Set down exactly the lines running from the line with "like [308, 141]." to the end of the listing below, both ends included.

### Supplied records
• • • • •

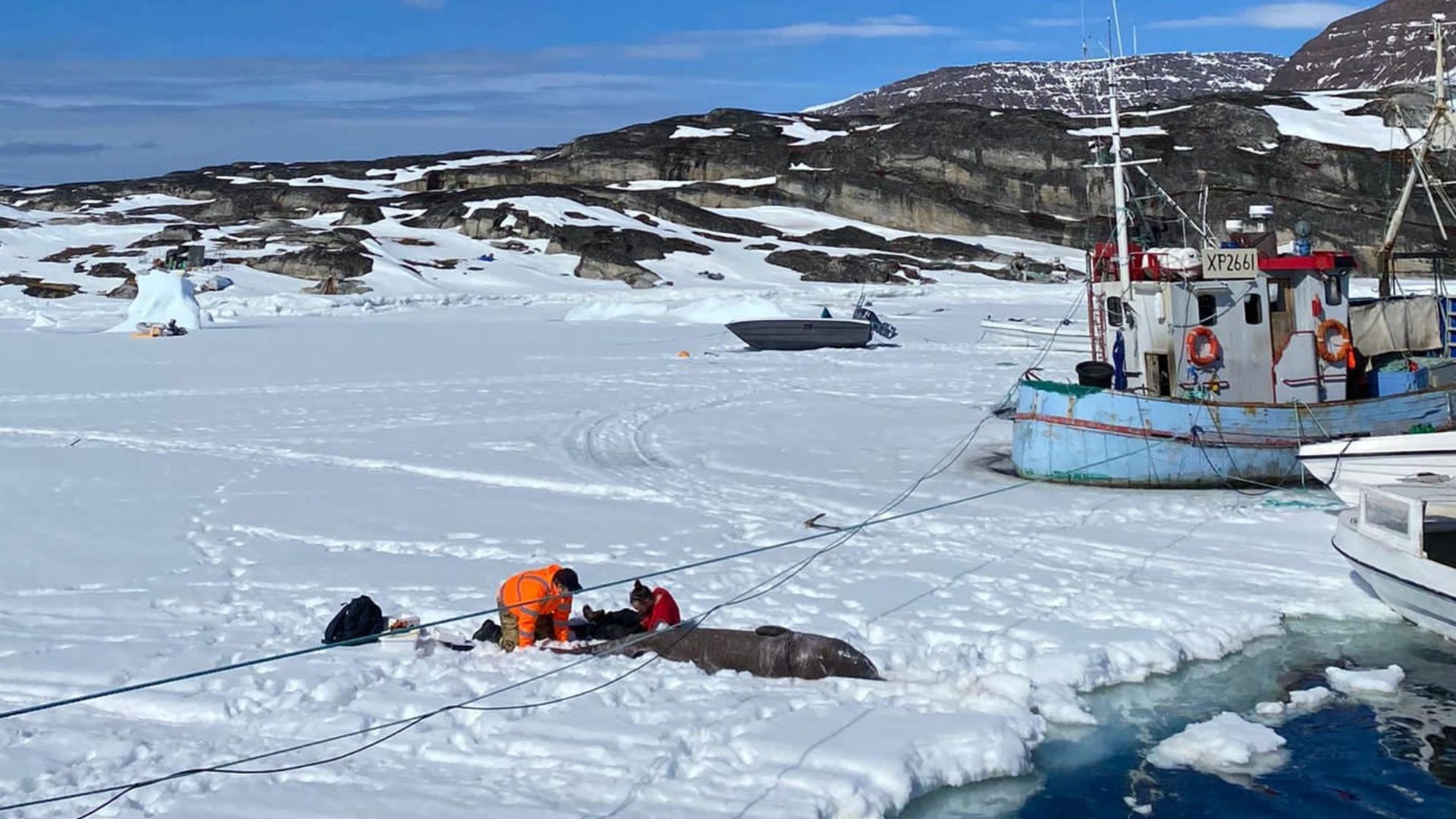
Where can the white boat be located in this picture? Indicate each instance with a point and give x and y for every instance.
(1402, 541)
(1348, 465)
(1062, 335)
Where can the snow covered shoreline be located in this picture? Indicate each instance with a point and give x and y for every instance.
(229, 490)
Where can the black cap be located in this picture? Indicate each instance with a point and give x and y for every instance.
(568, 579)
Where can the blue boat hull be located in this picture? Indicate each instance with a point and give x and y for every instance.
(1079, 435)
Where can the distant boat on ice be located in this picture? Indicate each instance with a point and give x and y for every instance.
(802, 334)
(814, 334)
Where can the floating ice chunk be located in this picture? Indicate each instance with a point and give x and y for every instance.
(1307, 700)
(1269, 708)
(1376, 681)
(1226, 744)
(1310, 698)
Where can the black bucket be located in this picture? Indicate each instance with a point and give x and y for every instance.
(1095, 373)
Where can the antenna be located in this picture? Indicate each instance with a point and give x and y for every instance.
(1117, 22)
(1084, 30)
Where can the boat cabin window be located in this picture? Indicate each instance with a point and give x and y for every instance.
(1114, 311)
(1388, 513)
(1439, 534)
(1254, 309)
(1207, 309)
(1282, 324)
(1276, 297)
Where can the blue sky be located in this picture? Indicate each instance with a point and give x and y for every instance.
(98, 89)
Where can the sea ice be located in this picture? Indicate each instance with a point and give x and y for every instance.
(1375, 681)
(1226, 744)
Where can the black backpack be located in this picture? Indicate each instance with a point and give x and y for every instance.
(357, 618)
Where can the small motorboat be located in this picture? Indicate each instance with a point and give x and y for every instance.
(814, 334)
(1348, 465)
(802, 334)
(1402, 541)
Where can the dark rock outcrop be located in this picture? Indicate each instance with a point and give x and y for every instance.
(124, 290)
(362, 213)
(1378, 47)
(109, 270)
(168, 237)
(41, 289)
(316, 264)
(1147, 80)
(870, 268)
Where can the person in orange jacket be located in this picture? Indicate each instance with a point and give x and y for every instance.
(536, 605)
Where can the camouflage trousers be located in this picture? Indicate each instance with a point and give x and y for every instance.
(511, 629)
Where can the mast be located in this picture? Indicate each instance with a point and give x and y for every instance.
(1440, 114)
(1125, 262)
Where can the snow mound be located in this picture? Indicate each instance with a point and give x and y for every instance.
(1331, 124)
(1226, 744)
(805, 134)
(728, 309)
(162, 297)
(1375, 681)
(691, 133)
(707, 311)
(617, 311)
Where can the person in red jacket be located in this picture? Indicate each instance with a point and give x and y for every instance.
(651, 610)
(657, 607)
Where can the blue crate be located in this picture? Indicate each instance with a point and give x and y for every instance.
(1400, 382)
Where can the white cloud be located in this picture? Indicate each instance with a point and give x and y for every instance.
(864, 28)
(998, 44)
(1055, 22)
(1310, 17)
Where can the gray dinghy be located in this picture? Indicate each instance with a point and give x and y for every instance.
(802, 334)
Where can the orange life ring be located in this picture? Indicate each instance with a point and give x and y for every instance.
(1212, 350)
(1323, 341)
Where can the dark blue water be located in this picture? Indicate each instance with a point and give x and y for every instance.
(1373, 757)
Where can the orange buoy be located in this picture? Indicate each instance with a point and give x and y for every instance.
(1212, 350)
(1343, 353)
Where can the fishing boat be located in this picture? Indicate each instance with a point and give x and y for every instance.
(1210, 366)
(1401, 539)
(1350, 465)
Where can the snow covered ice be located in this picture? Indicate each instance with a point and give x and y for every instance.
(1226, 744)
(174, 506)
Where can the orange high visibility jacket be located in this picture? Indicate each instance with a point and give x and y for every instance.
(525, 594)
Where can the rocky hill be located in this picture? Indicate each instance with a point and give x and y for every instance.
(930, 191)
(1379, 47)
(1152, 80)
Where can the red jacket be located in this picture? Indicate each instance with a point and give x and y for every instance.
(664, 611)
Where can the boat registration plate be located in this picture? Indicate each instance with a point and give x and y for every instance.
(1231, 262)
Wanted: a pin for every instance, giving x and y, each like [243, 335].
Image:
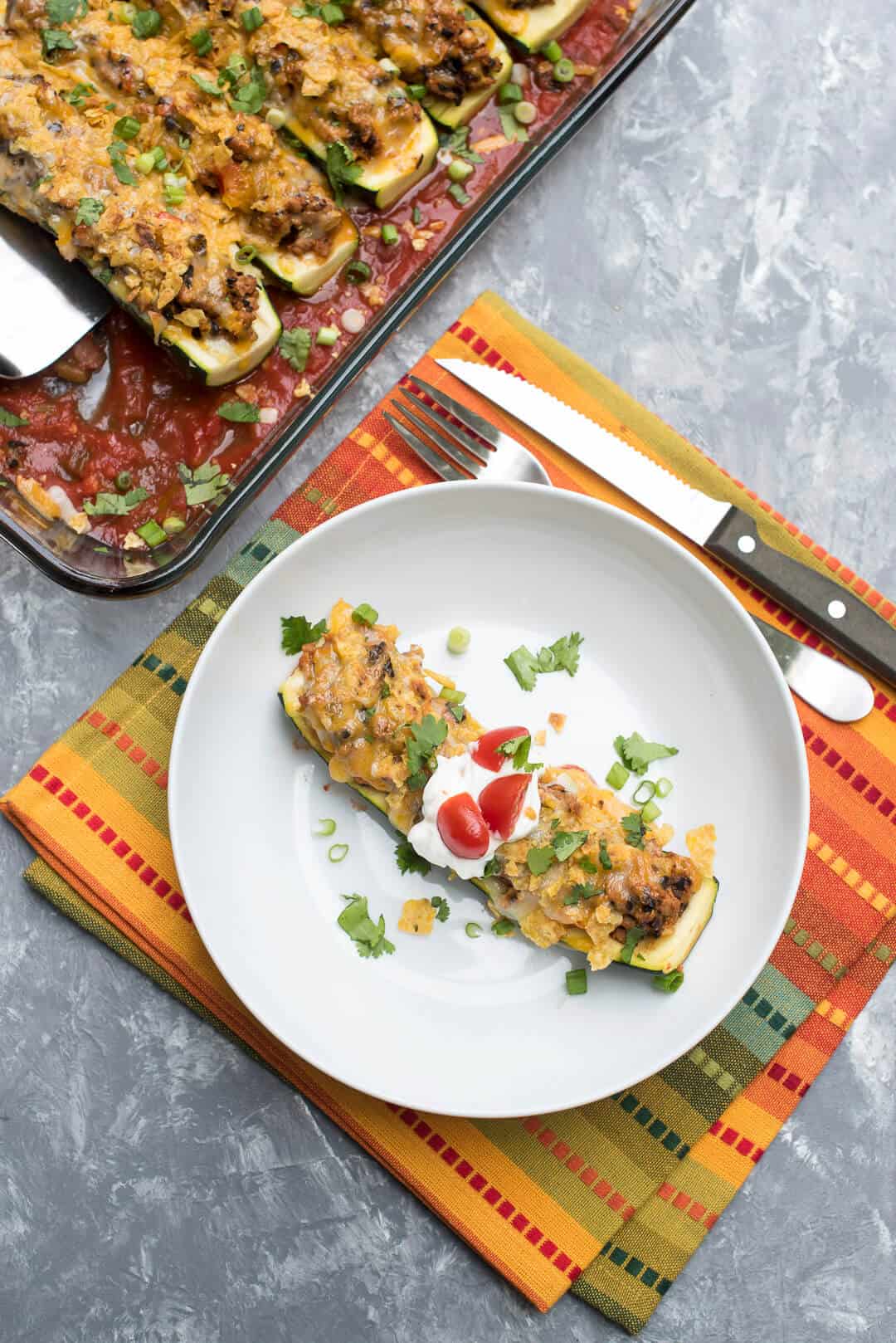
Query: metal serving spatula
[46, 302]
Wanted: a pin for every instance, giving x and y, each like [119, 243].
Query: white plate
[484, 1028]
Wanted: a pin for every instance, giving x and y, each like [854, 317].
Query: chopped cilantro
[56, 39]
[637, 754]
[240, 413]
[633, 938]
[370, 938]
[421, 747]
[203, 484]
[89, 210]
[519, 750]
[442, 908]
[342, 168]
[296, 632]
[633, 828]
[295, 345]
[11, 419]
[114, 505]
[409, 860]
[145, 23]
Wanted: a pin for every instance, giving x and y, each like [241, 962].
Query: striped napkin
[610, 1199]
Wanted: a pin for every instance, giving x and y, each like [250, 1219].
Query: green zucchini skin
[655, 955]
[533, 28]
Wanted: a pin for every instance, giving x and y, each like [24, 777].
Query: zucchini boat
[441, 49]
[533, 26]
[176, 273]
[353, 115]
[599, 886]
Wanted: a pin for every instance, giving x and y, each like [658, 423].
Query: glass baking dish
[80, 564]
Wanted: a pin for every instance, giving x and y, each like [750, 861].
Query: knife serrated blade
[723, 530]
[687, 510]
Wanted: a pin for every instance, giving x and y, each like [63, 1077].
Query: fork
[461, 457]
[832, 688]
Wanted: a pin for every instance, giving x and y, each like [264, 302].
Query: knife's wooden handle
[830, 608]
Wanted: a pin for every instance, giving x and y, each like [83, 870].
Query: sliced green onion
[670, 982]
[577, 982]
[152, 534]
[458, 639]
[509, 93]
[460, 171]
[451, 696]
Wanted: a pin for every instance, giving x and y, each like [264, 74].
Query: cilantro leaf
[204, 484]
[539, 860]
[635, 830]
[11, 419]
[421, 747]
[370, 938]
[566, 842]
[519, 750]
[240, 413]
[89, 210]
[114, 505]
[296, 632]
[637, 754]
[524, 667]
[633, 938]
[342, 168]
[409, 860]
[442, 908]
[295, 345]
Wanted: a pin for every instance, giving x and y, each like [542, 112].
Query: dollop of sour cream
[461, 774]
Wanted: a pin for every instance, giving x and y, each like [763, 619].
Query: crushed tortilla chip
[416, 917]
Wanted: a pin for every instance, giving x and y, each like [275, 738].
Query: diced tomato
[501, 802]
[462, 826]
[485, 751]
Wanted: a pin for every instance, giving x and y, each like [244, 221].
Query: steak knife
[720, 528]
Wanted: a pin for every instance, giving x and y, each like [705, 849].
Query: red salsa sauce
[137, 413]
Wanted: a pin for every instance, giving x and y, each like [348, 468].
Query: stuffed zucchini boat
[449, 56]
[533, 24]
[175, 271]
[349, 112]
[564, 860]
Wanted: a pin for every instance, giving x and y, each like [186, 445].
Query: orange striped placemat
[609, 1199]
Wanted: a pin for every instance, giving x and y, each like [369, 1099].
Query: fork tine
[448, 445]
[483, 427]
[445, 469]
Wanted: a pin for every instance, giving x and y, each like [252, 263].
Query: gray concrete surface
[722, 243]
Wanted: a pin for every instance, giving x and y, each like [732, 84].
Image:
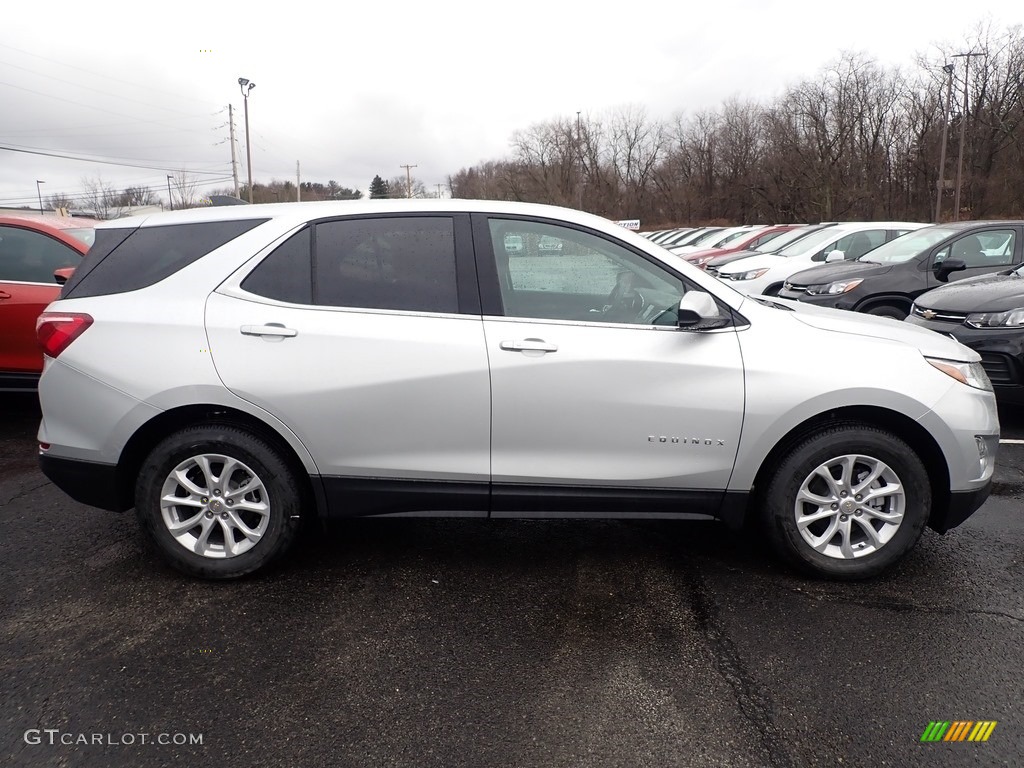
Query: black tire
[888, 310]
[265, 479]
[780, 503]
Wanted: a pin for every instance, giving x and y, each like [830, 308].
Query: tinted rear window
[147, 255]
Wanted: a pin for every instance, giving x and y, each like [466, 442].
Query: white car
[228, 372]
[717, 241]
[766, 273]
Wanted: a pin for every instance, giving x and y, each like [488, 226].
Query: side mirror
[62, 274]
[697, 311]
[944, 268]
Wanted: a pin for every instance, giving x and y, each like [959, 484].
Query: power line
[90, 88]
[97, 109]
[146, 88]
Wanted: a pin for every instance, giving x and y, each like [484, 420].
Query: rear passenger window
[31, 257]
[150, 254]
[286, 273]
[403, 263]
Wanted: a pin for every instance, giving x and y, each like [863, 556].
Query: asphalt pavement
[500, 643]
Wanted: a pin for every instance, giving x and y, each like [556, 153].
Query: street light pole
[246, 86]
[580, 161]
[409, 179]
[948, 69]
[960, 158]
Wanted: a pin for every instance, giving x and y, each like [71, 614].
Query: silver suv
[229, 371]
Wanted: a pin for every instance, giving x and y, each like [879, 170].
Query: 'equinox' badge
[686, 440]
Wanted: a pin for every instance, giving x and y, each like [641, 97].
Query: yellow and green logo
[958, 730]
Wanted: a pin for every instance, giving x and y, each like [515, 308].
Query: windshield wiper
[769, 302]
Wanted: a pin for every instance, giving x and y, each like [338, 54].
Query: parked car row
[964, 280]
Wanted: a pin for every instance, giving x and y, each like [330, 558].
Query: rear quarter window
[123, 260]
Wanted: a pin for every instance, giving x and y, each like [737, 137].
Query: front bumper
[962, 505]
[835, 300]
[1001, 351]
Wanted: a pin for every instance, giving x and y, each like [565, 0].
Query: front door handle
[270, 329]
[527, 345]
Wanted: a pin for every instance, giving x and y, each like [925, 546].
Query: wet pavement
[500, 643]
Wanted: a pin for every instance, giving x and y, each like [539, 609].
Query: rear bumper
[86, 482]
[963, 504]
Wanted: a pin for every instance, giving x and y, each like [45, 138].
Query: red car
[742, 243]
[31, 249]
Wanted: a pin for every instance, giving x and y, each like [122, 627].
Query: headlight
[834, 288]
[753, 274]
[971, 374]
[1010, 318]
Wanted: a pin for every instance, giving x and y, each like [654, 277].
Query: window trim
[489, 281]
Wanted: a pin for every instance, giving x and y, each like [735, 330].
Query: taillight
[56, 330]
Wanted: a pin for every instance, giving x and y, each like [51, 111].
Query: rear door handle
[527, 345]
[270, 329]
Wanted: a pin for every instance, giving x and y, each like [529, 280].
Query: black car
[772, 246]
[889, 279]
[986, 313]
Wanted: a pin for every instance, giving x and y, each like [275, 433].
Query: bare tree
[183, 186]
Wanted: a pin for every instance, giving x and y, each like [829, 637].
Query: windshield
[907, 246]
[730, 237]
[812, 242]
[781, 241]
[705, 238]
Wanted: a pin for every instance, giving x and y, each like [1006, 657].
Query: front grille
[1001, 369]
[938, 315]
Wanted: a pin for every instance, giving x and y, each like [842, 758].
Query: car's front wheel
[847, 502]
[217, 501]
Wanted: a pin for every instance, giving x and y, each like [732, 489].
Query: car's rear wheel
[217, 502]
[847, 502]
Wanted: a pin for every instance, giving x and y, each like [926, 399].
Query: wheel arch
[904, 427]
[173, 420]
[902, 301]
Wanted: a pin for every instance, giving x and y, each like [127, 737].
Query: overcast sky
[355, 89]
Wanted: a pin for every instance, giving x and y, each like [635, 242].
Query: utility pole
[409, 179]
[941, 183]
[247, 86]
[235, 163]
[580, 160]
[960, 159]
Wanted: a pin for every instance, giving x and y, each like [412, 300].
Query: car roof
[56, 222]
[326, 209]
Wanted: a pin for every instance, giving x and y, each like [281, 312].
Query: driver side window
[553, 272]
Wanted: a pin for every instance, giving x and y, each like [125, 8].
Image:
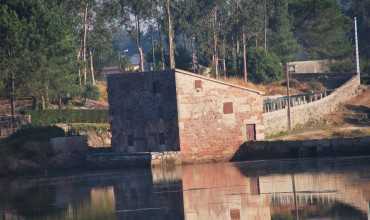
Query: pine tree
[283, 42]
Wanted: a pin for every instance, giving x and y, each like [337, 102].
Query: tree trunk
[193, 55]
[84, 46]
[245, 67]
[215, 43]
[161, 45]
[138, 44]
[79, 67]
[153, 48]
[265, 21]
[42, 102]
[12, 100]
[170, 35]
[92, 68]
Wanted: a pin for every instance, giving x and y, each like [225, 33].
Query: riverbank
[45, 150]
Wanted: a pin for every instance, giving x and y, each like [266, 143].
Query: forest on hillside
[53, 49]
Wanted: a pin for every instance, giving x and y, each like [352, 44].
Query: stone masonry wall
[206, 133]
[143, 112]
[277, 121]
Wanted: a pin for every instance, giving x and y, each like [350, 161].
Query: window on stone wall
[198, 84]
[228, 108]
[162, 140]
[235, 214]
[156, 89]
[130, 140]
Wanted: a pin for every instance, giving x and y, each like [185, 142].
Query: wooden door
[251, 132]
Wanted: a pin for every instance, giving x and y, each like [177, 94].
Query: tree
[283, 42]
[322, 28]
[265, 66]
[40, 48]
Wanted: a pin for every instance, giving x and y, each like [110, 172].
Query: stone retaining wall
[69, 152]
[343, 147]
[276, 122]
[168, 158]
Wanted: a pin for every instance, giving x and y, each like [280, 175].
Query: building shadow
[360, 116]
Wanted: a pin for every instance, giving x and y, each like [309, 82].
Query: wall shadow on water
[114, 195]
[321, 189]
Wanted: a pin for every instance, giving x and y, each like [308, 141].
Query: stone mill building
[175, 110]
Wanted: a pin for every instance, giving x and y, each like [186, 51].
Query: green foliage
[284, 44]
[264, 67]
[50, 117]
[183, 58]
[91, 92]
[322, 28]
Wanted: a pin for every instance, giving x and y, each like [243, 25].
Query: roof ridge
[219, 81]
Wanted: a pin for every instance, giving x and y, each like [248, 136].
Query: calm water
[315, 189]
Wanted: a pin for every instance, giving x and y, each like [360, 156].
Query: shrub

• • • • •

### Complete output
Wanted: a pin for every instance, giving x and y, each like [308, 141].
Query: stone mill building
[175, 110]
Wanted: a pin for every instance, giving x and y, each like [186, 51].
Query: green foliage
[284, 44]
[264, 67]
[50, 117]
[183, 58]
[91, 92]
[322, 28]
Wanted: a pin for every instance, giving x and y, each like [243, 25].
Query: roof ridge
[219, 81]
Wanted: a pin for every instance, giving x and y, each like [248, 136].
Query: calm water
[315, 189]
Wanted: a pin for every instance, giving x and y, each like [360, 156].
Query: shrub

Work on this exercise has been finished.